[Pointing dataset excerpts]
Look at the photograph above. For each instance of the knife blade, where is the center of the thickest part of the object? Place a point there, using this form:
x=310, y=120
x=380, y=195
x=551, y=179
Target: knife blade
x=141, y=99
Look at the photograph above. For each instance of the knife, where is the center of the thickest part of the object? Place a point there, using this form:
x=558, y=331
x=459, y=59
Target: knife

Task requirements: Copy out every row above, requests included, and raise each coordinate in the answers by 13.

Task response:
Look at the photograph above. For each instance of the knife blade, where is the center of the thickest part of the object? Place a point there, using this form:
x=310, y=120
x=380, y=195
x=551, y=179
Target: knife blade
x=154, y=112
Look at the photograph above. For each instance of the knife, where is the center of the thickest part of the object? Place a point there, using this form:
x=558, y=331
x=459, y=59
Target: knife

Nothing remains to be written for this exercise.